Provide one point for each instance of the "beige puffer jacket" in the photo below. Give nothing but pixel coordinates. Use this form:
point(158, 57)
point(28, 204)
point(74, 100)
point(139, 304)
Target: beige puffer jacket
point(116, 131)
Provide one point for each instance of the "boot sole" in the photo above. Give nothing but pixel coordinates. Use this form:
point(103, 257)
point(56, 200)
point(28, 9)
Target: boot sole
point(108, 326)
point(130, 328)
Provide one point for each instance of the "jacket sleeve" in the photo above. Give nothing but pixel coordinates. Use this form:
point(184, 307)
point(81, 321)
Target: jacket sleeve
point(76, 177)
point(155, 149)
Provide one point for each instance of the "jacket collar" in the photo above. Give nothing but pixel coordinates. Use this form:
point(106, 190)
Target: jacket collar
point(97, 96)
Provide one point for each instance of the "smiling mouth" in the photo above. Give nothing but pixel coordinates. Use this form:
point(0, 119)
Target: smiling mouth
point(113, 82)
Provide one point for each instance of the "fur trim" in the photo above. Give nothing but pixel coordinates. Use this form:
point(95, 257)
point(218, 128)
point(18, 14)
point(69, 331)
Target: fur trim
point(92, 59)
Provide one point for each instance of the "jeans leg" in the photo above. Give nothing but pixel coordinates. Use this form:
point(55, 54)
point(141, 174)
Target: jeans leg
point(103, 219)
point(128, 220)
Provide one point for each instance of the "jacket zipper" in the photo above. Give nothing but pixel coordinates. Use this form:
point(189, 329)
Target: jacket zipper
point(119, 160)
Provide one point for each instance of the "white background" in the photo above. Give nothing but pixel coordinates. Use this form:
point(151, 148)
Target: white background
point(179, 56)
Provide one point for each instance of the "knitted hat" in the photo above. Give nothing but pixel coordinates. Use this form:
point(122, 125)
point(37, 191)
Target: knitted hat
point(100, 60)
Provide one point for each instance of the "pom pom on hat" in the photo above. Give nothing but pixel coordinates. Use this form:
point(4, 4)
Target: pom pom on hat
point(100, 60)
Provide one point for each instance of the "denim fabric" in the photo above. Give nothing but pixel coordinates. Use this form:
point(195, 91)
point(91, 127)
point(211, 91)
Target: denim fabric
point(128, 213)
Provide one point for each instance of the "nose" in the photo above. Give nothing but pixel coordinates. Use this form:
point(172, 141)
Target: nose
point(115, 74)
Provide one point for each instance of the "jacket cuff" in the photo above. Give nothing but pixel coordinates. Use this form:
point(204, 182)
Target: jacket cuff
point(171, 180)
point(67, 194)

Given problem: Find each line in the material above that contains the string "sleeve", and copy those lines. The match is case-sensitive.

Exercise output:
Provide one point for each instance of the "jacket sleeve" in the photo above. Give nothing but pixel coordinates. Use this form:
Target: jacket sleeve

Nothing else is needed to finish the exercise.